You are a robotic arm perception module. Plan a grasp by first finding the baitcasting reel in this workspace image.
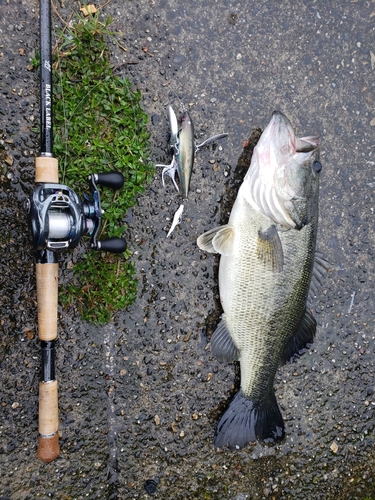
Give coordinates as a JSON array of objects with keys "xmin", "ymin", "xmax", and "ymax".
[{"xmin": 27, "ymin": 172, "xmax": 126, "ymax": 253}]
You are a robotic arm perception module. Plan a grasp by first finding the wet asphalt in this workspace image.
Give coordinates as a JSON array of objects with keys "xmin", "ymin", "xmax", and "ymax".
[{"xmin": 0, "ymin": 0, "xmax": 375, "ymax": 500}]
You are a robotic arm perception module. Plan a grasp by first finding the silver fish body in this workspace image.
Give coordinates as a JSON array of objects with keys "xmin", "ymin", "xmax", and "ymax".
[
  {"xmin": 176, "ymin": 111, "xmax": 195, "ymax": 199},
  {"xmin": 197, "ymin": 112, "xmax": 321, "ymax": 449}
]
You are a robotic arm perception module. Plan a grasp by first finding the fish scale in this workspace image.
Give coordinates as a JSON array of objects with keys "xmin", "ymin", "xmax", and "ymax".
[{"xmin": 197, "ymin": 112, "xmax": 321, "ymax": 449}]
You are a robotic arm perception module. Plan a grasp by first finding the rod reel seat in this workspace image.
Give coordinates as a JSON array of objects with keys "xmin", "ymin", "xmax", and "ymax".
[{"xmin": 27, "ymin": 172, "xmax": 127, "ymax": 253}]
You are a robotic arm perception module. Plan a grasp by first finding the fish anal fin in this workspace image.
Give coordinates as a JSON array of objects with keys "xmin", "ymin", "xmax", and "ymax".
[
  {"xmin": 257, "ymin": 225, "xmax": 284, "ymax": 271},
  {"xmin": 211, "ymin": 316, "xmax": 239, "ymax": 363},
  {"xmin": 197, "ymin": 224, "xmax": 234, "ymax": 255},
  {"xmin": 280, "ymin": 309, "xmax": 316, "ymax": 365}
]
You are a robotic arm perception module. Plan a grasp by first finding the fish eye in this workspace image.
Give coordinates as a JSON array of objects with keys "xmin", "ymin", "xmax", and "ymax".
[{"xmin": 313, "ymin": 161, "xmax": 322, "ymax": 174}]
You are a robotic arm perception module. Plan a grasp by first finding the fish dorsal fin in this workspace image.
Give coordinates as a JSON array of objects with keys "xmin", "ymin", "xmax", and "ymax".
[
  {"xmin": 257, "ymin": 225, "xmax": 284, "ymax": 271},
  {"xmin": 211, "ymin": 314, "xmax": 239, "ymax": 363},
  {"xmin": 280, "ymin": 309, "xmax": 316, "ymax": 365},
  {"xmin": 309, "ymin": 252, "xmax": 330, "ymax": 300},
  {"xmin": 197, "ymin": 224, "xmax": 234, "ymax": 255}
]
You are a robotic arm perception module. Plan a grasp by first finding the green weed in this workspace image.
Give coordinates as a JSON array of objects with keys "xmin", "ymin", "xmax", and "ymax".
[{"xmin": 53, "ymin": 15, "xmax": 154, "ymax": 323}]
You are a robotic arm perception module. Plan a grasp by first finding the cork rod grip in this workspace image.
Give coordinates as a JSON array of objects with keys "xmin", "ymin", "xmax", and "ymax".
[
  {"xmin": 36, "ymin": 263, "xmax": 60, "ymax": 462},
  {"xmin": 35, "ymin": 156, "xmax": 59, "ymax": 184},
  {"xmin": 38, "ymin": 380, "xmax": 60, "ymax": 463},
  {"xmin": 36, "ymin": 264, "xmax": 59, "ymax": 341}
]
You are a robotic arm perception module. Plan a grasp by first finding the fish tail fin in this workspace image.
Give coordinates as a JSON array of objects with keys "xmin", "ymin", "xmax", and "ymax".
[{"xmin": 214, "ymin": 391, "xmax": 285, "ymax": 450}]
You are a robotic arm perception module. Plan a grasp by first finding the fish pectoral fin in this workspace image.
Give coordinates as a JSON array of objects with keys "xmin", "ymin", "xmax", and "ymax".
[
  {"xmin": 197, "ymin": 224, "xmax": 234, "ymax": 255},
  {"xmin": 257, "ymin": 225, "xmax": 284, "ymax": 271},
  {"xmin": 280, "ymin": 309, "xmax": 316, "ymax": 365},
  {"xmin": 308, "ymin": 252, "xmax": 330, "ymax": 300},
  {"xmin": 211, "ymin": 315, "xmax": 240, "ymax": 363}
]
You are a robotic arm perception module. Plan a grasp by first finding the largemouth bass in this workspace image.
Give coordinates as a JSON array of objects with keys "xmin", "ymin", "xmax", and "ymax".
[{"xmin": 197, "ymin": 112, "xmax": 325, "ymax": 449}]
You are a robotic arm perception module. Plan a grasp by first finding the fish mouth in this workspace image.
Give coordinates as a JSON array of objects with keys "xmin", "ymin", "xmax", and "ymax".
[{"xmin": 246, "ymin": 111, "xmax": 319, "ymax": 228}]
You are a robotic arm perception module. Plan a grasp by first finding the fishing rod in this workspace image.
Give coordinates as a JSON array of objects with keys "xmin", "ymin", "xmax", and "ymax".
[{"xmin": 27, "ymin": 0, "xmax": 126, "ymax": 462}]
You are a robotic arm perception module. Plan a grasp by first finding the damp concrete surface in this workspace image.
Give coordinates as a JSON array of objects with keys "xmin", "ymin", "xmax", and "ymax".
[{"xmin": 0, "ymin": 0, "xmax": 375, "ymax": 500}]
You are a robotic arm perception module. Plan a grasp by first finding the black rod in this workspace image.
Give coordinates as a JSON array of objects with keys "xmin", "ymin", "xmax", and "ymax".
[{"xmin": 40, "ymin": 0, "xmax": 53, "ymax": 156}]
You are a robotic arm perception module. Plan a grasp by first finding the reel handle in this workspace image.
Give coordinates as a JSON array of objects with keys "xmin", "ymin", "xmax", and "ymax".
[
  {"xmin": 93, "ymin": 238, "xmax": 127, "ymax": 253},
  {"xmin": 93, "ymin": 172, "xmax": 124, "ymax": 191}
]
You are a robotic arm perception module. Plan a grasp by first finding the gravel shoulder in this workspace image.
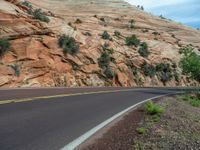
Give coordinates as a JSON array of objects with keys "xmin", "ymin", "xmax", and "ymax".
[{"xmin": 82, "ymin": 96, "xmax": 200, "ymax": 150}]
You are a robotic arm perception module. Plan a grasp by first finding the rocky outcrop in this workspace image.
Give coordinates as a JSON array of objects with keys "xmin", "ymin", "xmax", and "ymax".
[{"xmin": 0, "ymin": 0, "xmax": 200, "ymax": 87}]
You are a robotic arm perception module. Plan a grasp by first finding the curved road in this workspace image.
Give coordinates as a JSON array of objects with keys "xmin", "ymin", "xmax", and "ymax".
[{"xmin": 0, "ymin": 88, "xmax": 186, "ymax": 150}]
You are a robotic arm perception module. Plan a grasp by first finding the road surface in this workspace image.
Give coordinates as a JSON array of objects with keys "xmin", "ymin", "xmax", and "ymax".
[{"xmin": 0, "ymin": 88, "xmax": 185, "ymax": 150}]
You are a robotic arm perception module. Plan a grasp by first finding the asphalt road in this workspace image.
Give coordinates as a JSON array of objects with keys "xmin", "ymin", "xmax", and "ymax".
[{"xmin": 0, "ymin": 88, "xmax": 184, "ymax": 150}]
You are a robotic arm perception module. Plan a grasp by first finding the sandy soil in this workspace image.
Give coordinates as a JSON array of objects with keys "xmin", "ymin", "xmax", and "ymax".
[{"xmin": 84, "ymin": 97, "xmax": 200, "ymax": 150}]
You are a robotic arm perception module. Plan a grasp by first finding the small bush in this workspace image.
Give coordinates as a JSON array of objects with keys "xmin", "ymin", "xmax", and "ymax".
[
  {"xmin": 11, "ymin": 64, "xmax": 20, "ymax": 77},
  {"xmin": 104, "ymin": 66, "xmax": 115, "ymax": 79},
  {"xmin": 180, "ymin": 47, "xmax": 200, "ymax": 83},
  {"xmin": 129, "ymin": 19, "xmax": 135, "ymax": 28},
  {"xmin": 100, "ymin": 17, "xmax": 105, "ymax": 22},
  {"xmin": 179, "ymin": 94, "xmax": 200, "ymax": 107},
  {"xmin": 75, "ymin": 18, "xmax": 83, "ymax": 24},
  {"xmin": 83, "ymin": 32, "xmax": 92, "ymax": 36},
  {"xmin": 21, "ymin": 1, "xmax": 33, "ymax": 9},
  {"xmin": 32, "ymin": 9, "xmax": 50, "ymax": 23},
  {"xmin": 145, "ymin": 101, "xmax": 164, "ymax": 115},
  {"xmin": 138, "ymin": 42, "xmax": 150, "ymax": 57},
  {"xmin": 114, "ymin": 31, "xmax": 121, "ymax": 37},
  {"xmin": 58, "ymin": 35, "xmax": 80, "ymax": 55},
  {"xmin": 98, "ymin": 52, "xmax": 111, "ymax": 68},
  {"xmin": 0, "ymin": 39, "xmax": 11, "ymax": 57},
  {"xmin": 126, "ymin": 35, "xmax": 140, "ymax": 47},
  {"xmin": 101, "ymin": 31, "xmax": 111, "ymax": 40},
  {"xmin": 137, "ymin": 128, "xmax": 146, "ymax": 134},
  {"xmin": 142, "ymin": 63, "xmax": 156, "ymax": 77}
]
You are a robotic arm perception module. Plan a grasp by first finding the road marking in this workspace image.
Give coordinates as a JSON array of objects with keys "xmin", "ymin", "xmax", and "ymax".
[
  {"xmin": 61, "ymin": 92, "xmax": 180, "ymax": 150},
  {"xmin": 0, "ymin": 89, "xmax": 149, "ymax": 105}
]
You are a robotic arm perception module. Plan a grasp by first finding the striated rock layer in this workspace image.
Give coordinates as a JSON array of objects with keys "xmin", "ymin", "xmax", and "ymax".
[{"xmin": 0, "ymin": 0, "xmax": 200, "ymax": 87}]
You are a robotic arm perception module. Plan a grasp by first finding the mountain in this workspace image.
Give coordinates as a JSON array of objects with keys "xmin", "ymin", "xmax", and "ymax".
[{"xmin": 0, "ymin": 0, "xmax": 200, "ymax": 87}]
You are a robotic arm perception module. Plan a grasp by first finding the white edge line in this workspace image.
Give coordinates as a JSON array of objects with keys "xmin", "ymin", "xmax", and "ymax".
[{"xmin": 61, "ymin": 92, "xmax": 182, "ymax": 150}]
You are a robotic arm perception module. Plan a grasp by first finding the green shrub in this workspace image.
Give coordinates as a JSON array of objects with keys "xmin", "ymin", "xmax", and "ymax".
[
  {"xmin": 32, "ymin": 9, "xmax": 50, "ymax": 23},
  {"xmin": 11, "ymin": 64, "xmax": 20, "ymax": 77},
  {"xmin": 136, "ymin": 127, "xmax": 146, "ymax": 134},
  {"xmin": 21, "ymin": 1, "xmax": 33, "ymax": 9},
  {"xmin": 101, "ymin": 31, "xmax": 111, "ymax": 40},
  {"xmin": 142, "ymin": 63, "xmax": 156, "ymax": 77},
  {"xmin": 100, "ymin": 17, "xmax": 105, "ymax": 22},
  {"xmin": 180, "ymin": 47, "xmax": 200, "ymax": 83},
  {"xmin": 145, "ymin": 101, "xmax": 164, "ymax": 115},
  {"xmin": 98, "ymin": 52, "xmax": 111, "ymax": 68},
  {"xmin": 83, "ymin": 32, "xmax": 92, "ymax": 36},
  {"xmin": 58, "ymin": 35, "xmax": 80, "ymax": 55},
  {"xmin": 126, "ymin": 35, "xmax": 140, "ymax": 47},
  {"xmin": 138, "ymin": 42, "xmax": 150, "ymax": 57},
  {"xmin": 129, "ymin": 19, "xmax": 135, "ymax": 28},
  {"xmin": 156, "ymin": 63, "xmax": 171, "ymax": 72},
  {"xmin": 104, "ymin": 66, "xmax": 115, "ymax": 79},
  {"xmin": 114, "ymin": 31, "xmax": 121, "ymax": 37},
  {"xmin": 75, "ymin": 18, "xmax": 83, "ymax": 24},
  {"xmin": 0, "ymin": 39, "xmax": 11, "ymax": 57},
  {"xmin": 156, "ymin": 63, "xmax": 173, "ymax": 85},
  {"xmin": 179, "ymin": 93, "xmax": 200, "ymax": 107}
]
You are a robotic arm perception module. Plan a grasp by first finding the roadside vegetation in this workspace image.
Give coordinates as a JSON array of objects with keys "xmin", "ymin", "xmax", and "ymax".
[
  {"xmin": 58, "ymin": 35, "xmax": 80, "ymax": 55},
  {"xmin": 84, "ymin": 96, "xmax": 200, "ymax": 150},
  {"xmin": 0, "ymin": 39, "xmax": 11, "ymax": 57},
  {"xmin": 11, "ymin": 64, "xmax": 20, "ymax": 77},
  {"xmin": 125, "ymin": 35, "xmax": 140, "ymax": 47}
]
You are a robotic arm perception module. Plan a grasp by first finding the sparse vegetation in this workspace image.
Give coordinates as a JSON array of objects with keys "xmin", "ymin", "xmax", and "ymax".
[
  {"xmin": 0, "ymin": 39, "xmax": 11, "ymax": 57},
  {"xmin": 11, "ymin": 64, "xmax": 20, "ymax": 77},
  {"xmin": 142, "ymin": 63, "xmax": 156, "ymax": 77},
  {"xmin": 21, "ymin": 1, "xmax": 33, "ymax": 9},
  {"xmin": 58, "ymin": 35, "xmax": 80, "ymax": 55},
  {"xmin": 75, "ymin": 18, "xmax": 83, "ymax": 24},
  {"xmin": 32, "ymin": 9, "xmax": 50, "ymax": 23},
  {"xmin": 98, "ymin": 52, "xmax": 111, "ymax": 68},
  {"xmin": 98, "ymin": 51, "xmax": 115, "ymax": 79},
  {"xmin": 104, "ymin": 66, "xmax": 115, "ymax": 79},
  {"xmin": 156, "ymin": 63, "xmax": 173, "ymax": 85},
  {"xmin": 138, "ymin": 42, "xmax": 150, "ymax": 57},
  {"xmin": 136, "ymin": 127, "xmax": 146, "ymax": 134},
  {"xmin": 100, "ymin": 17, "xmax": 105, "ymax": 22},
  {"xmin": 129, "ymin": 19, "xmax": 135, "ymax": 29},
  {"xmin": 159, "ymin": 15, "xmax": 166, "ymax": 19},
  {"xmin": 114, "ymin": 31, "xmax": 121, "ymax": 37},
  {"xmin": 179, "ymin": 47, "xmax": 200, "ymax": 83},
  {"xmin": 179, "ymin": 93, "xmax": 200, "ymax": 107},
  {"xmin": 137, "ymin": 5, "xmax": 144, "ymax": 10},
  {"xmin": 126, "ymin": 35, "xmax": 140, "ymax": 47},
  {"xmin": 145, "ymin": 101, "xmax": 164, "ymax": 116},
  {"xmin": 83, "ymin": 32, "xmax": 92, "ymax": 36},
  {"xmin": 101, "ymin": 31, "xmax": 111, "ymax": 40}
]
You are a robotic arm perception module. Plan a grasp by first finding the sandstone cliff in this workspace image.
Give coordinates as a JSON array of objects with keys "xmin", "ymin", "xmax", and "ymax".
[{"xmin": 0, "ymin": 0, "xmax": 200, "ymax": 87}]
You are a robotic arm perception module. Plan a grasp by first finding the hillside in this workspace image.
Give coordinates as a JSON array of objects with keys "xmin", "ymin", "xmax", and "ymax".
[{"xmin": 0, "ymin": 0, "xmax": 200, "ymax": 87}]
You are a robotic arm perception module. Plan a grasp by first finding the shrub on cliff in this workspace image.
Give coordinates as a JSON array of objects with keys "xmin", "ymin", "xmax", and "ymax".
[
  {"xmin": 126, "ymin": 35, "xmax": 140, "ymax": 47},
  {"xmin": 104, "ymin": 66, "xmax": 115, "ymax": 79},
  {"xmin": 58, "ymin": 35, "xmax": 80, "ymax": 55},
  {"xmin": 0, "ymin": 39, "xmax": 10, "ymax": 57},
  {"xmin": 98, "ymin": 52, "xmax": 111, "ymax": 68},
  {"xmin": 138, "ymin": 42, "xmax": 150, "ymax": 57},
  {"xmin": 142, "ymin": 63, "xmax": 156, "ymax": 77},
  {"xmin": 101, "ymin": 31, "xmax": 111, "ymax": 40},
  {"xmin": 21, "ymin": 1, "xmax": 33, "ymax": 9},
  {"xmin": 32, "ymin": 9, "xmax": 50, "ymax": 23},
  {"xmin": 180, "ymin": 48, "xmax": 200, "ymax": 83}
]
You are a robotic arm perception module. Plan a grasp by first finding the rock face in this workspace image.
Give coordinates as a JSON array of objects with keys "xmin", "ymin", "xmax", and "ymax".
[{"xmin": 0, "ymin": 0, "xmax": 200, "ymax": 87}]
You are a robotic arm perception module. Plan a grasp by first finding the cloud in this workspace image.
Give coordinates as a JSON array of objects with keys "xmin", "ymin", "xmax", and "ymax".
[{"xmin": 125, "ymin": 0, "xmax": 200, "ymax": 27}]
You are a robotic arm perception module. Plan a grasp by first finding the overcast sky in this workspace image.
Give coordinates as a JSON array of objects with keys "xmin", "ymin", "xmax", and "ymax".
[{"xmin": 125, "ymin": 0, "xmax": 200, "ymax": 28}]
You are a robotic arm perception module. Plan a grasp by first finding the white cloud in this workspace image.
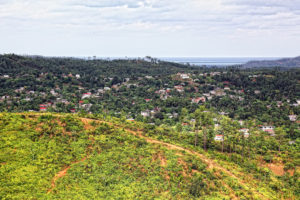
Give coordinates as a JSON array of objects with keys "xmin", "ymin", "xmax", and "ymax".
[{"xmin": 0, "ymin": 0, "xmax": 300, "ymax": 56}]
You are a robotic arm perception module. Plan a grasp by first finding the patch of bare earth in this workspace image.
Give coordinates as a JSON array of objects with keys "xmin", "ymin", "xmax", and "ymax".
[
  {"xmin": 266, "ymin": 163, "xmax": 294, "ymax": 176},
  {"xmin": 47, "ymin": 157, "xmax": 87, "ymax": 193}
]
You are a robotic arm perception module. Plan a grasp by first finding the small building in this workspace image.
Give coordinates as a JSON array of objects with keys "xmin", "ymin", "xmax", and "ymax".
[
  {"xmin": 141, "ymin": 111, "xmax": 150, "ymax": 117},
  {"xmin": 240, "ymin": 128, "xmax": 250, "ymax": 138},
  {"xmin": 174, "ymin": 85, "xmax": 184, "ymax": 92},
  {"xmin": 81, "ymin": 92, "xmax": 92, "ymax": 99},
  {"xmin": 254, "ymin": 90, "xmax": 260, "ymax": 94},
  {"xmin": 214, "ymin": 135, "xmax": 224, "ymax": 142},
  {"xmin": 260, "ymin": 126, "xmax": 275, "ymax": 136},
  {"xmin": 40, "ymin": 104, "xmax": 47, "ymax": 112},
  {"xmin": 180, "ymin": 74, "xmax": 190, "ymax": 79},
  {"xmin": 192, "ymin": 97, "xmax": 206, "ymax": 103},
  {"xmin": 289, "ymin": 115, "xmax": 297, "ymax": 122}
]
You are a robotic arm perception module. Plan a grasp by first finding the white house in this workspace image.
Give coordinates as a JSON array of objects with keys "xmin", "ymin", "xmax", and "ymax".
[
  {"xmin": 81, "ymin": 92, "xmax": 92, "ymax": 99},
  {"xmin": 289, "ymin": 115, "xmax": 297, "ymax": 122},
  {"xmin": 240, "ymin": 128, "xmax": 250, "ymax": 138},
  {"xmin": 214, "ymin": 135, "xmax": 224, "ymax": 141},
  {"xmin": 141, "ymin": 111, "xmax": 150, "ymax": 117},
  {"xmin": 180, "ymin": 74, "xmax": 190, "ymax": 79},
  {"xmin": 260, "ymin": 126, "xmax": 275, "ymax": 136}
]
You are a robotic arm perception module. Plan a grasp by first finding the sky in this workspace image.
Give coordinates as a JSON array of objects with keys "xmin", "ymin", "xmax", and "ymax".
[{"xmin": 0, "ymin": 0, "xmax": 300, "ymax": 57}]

▶ [Given request]: Count the lines in the material above that contain the string "shrub". Reply with only the number.

▶ [Solved problem]: 2